• [Task details]:
Pictures excluded, return the lines below from the first through the line holding "Put a marker on every instance of the small white".

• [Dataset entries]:

━━━━━━━━

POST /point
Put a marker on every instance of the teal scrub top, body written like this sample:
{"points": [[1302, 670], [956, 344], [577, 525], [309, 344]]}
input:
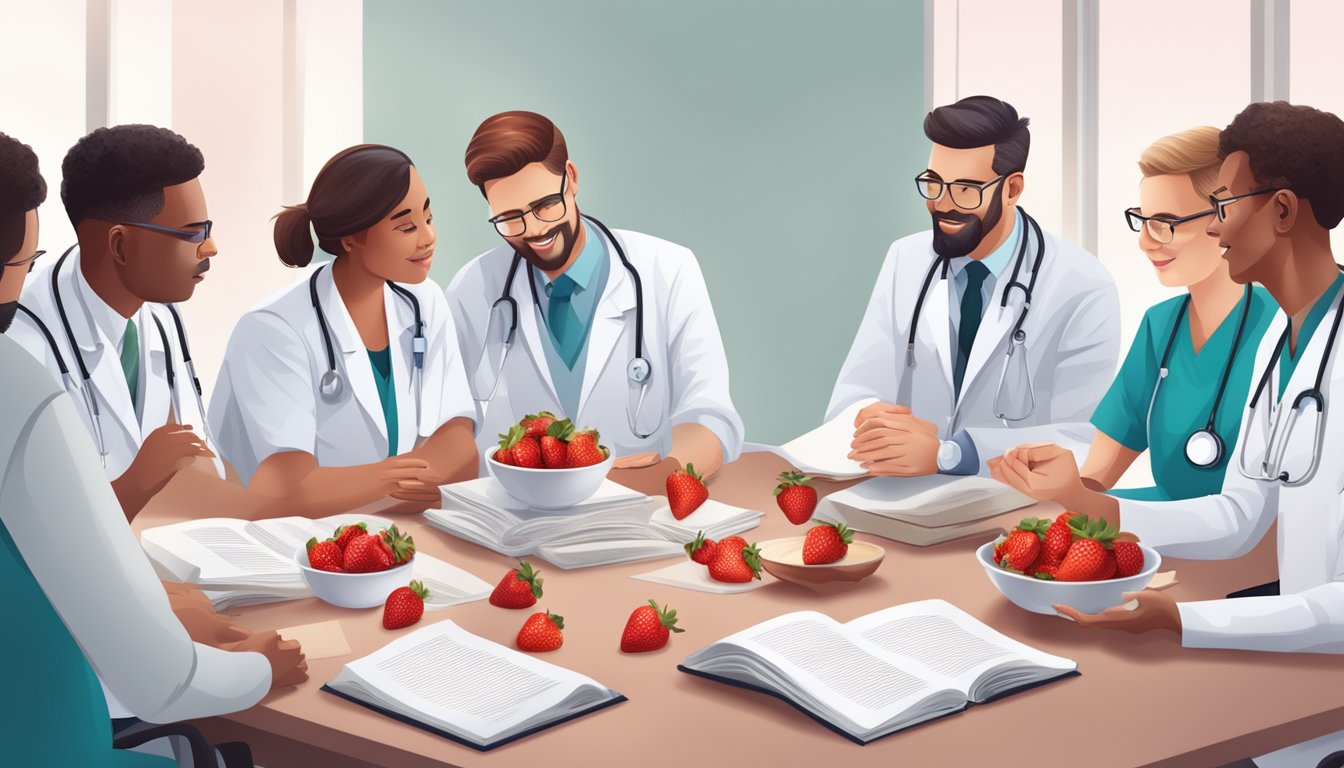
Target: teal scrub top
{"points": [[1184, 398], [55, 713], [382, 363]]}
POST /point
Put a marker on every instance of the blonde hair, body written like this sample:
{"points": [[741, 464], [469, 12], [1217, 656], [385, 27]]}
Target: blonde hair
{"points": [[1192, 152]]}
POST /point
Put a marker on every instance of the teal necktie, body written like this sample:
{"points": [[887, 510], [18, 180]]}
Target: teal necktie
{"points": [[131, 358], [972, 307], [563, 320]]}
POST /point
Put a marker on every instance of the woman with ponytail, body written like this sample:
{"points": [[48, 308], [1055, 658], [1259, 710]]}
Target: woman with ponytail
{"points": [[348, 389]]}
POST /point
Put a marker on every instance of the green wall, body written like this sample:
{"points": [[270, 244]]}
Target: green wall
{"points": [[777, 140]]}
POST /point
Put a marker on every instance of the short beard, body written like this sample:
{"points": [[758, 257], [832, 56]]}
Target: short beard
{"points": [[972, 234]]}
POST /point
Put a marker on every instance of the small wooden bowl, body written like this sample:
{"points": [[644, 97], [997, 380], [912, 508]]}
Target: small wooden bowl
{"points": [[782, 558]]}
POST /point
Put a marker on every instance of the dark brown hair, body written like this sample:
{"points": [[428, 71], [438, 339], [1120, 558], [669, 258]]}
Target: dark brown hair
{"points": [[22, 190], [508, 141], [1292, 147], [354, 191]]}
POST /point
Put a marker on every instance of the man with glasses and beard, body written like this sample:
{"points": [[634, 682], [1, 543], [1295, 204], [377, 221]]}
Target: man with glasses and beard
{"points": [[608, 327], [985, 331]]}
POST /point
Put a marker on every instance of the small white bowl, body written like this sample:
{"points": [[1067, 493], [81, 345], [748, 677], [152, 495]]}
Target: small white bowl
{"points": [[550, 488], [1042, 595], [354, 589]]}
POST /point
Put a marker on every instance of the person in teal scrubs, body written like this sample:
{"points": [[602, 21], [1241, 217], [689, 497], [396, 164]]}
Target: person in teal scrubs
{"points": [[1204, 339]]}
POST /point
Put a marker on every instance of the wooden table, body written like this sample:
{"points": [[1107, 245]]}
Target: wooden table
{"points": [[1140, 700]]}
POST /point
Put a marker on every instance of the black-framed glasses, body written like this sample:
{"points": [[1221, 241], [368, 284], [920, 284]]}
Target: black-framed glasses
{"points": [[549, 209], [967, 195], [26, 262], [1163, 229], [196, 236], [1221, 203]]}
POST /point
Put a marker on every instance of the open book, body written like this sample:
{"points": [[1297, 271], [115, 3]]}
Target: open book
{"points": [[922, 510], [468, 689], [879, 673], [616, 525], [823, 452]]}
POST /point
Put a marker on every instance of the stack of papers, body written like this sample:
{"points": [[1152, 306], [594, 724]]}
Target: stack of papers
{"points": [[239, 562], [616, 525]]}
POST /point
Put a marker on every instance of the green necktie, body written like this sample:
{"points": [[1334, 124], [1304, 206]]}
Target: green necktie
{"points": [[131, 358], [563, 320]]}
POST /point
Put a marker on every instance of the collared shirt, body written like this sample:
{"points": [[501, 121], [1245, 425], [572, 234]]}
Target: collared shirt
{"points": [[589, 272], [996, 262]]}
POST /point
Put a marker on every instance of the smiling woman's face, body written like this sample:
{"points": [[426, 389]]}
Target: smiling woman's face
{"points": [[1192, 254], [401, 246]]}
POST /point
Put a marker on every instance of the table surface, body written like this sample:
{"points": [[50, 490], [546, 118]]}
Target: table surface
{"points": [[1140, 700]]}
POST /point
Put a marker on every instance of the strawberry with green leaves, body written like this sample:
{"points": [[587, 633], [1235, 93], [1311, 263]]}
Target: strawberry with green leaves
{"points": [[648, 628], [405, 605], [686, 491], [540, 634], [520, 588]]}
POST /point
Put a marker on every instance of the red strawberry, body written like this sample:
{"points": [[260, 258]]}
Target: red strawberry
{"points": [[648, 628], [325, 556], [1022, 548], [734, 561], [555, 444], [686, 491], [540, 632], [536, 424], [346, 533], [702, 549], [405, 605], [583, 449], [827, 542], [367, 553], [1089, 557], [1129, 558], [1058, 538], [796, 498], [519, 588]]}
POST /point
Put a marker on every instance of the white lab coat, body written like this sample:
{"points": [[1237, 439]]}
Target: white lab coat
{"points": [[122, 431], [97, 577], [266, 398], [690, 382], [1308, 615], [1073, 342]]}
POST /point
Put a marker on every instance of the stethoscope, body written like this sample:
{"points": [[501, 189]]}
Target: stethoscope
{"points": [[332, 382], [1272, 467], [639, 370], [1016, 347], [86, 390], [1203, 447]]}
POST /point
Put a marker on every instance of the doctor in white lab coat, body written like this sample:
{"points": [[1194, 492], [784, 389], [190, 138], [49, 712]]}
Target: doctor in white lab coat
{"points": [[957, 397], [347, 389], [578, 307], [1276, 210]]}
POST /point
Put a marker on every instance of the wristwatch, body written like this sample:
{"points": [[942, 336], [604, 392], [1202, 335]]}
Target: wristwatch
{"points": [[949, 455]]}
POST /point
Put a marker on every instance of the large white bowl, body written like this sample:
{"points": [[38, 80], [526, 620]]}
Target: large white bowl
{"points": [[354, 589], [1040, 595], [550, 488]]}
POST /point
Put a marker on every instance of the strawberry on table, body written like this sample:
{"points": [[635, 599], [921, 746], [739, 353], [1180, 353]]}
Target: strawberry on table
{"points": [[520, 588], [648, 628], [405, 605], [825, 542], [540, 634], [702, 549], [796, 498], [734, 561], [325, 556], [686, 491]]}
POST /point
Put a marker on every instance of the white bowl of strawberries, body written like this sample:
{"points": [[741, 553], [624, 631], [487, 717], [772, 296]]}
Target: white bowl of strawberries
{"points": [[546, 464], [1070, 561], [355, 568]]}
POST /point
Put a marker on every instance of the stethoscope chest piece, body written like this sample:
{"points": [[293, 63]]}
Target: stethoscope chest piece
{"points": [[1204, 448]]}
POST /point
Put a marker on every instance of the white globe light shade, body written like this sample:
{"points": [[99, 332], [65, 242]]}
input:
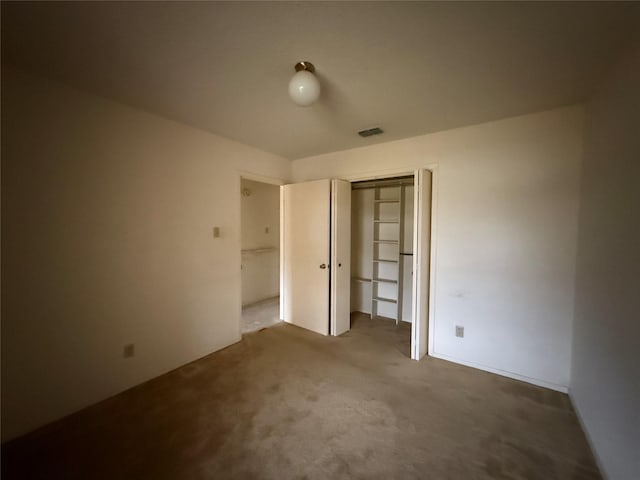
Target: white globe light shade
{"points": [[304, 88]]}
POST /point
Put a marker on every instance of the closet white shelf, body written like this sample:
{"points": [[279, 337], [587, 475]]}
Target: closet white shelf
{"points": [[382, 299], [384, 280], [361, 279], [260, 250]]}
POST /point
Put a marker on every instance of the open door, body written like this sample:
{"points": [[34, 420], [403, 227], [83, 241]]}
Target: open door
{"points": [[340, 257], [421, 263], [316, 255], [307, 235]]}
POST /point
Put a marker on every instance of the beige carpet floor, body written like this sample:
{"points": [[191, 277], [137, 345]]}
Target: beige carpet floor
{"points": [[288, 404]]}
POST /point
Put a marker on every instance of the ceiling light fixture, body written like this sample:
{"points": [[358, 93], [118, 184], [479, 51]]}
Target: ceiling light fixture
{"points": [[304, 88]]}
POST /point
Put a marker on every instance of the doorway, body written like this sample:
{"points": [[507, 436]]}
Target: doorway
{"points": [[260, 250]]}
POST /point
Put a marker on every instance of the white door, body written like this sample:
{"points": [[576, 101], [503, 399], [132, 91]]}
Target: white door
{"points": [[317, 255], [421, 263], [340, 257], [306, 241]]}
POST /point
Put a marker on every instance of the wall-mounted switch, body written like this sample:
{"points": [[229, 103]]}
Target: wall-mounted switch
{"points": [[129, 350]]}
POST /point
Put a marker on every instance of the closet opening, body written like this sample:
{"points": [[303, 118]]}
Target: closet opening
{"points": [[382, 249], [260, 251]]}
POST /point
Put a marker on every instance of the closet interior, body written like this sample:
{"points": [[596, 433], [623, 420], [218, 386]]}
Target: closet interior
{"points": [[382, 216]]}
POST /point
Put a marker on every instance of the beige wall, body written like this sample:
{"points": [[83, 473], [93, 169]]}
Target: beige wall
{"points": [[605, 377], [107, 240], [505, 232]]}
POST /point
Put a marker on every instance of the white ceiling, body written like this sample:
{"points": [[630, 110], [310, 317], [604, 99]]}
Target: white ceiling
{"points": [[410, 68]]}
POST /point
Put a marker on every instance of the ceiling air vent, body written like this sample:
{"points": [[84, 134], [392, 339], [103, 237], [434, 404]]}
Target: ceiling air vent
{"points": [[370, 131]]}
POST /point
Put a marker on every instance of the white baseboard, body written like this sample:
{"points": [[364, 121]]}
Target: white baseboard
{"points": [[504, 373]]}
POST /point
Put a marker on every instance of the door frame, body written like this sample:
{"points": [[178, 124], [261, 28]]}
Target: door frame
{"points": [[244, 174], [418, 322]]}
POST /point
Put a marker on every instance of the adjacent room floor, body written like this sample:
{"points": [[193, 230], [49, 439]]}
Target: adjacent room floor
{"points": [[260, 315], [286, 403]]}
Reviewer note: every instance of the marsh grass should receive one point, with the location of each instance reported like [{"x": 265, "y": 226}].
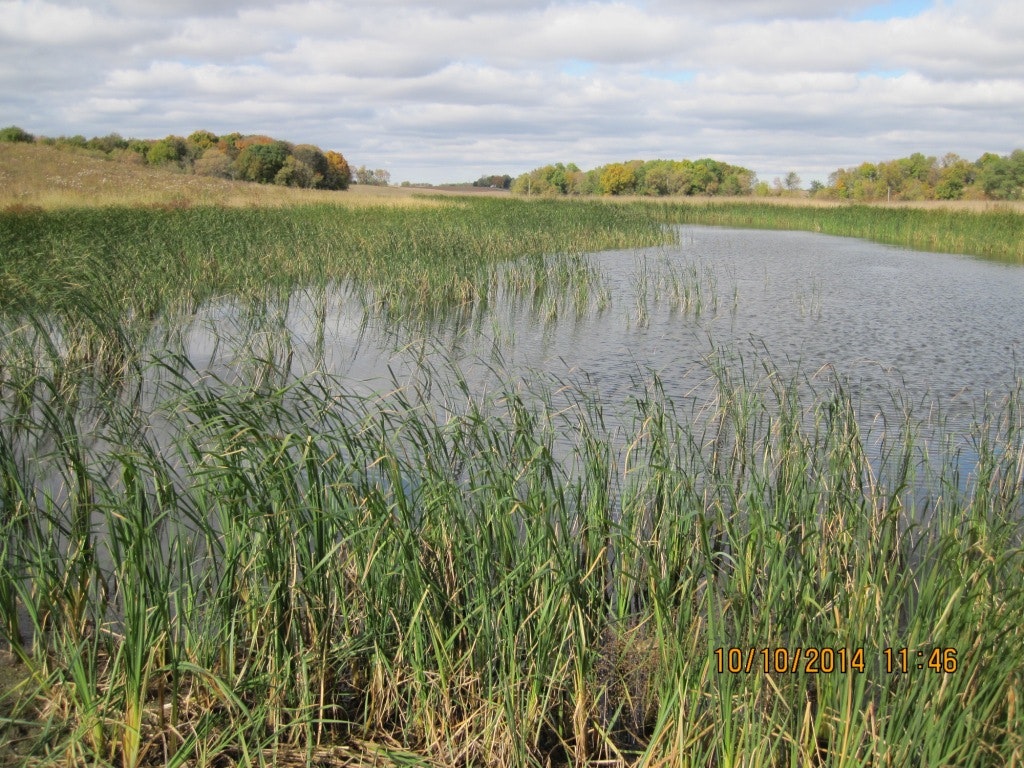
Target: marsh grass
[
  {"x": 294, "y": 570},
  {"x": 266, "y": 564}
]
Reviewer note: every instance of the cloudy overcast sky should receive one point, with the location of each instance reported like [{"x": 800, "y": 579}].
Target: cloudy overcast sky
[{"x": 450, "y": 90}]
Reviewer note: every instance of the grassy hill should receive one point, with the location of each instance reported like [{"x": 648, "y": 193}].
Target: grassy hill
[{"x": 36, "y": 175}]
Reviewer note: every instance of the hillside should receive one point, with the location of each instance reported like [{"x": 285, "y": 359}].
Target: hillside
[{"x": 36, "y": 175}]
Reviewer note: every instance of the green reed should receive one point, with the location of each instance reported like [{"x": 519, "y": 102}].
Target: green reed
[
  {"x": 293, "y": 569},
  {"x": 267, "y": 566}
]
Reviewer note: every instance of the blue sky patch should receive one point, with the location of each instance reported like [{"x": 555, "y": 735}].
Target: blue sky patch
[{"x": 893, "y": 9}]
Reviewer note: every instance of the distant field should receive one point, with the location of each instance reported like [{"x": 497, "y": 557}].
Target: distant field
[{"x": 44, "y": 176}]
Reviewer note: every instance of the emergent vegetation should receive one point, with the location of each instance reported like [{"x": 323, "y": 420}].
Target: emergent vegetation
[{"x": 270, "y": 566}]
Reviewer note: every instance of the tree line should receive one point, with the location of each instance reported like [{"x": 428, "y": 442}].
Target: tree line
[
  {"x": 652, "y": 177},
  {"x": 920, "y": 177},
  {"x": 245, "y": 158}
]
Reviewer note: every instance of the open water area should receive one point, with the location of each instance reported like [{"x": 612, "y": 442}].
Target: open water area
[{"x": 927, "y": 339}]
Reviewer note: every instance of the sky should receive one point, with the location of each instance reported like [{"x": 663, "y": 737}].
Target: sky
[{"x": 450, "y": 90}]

━━━━━━━━

• [Result for this task]:
POST /point
Put a marker on every instance of the teal scrub top, body written like this sample:
{"points": [[1302, 670], [956, 344], [577, 525], [309, 344]]}
input:
Target: teal scrub top
{"points": [[1184, 398], [55, 713], [382, 363]]}
POST /point
Put a marker on every instance of the blonde hair, body written like this sample:
{"points": [[741, 464], [469, 12], [1217, 656], [385, 27]]}
Target: blonde hair
{"points": [[1192, 152]]}
POST /point
Put a marker on every instance of the teal necktie, body written like this sample:
{"points": [[887, 510], [18, 180]]}
Target: teal necktie
{"points": [[131, 358], [972, 307], [563, 320]]}
POST /point
Put a marker on every instance of the woman with ponytail, body written like this sample:
{"points": [[48, 308], [1055, 658], [1259, 710]]}
Target: woman with ponytail
{"points": [[348, 389]]}
POST /point
Put a marker on every instance of the green wall, body written like this sample:
{"points": [[270, 244]]}
Target: green wall
{"points": [[777, 140]]}
POST /point
Put a marker on every instance of the short beard, body written like this sample:
{"points": [[758, 257], [832, 56]]}
Target: short beard
{"points": [[972, 234]]}
POST /point
Put a marker on every instance of the small wooden bowl, body written like this sample:
{"points": [[644, 97], [997, 380], [912, 508]]}
Target: small wooden bowl
{"points": [[782, 558]]}
POST /point
Put a marker on every instance of the dark brown hair, body written like this sample:
{"points": [[428, 71], [438, 339], [1120, 558], [669, 258]]}
Target: dark brown hair
{"points": [[22, 190], [508, 141], [1292, 147], [354, 191]]}
POST /point
Put a marker on every instance of the man with glasses and beard, body written like this sample:
{"points": [[634, 682], [1, 543], [1295, 204], [377, 221]]}
Target: man with glasses and beard
{"points": [[608, 327], [985, 331]]}
POST /point
Put a marker on every instance of the small white bowl, body written like this sample:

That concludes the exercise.